TASK PROMPT -> Restate the part of the text on the Soviet chemical weapons program that opens with the words "Russia declared an" and closes with "Uzbekistan on testing.", substituting "tonnes" for "metric tons".

SOURCE DOCUMENT START

The Soviet chemical and biological weapons program began in earnest in August 1925, with the official establishment of a centralized agency in the form of the Red Army's Military-Chemical Directorate (Military Chemical Agency, Voenno-khimicheskoe upravlenie, abbreviated to VOKhIMU) under Yakov Moiseevich Fishman, which also oversaw the Tomka gas test site in joint cooperation with Weimar era Germany.

Russia declared an arsenal of 39,967 metric tons of chemical agents, including the nerve agents sarin, soman, and VR, as well as lewisite, mustard, and phosgene, when it signed the CWC in 1993. The USSR also investigated and produced Novichok agents, hydrogen cyanide, ricin. By comparison, 27,770 metric tons were declared for the United States chemical weapons program in 1997.

By the time of the Soviet Union's dissolution in 1991, its chemical weapons research institute, GosNIIOKhT, employed approximately 6,000 people. The employees worked in Novocheboksarsk and Volgograd on nerve agent production, in Dzerzinsk on blister agent production, in Shikhany on testing, and in Nukus, Uzbekistan on testing.

Novichok agents were designed to be undetectable and unprotectable by NATO equipment, safer to handle, and circumvent the Chemical Weapons Convention list of controlled precursors, classes of chemical and physical form.

David Wise, in his book Cassidy's Run, implies that the FBI program Operation Shocker may have led the Soviet Union to develop Novichok agents. The program aimed to feed false information about US chemical and biological programs to the Soviet Union, and the Novichok agents may have resulted from false US research on a "GJ" codenamed agent.

SOURCE DOCUMENT END
PROVIDED INFORMATION START

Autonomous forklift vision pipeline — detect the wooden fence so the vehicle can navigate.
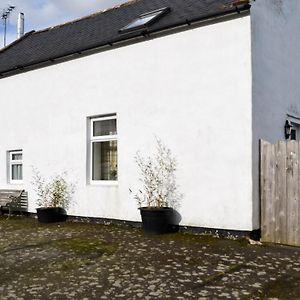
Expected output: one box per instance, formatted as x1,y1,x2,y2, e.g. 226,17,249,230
260,140,300,246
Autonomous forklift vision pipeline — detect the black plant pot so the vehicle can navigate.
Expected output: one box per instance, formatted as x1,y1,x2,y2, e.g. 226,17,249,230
140,207,173,234
36,207,68,223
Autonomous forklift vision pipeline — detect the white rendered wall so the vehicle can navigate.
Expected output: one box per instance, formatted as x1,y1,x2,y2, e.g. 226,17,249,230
0,16,253,230
251,0,300,227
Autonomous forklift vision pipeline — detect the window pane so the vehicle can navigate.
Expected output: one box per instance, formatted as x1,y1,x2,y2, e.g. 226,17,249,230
11,164,23,180
11,153,22,160
92,141,118,180
93,119,117,136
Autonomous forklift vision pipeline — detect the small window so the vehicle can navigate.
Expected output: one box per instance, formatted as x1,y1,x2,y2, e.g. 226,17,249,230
90,115,118,182
119,7,170,33
8,150,23,184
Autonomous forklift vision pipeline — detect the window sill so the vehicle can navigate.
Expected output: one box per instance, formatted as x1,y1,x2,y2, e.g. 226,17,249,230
90,180,119,186
8,180,24,185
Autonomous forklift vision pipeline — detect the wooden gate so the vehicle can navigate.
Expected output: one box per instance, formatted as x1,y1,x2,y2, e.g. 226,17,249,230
260,140,300,246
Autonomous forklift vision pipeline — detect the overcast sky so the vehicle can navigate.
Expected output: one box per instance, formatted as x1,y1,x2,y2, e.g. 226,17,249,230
0,0,128,48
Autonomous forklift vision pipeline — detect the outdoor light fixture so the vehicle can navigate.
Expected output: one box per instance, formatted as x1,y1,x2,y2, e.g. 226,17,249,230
284,120,294,140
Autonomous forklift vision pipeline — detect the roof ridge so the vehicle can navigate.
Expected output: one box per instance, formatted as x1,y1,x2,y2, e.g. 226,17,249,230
35,0,141,34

PROVIDED INFORMATION END

WRITTEN REPLY ->
Russia declared an arsenal of 39,967 tonnes of chemical agents, including the nerve agents sarin, soman, and VR, as well as lewisite, mustard, and phosgene, when it signed the CWC in 1993. The USSR also investigated and produced Novichok agents, hydrogen cyanide, ricin. By comparison, 27,770 tonnes were declared for the United States chemical weapons program in 1997.

By the time of the Soviet Union's dissolution in 1991, its chemical weapons research institute, GosNIIOKhT, employed approximately 6,000 people. The employees worked in Novocheboksarsk and Volgograd on nerve agent production, in Dzerzinsk on blister agent production, in Shikhany on testing, and in Nukus, Uzbekistan on testing.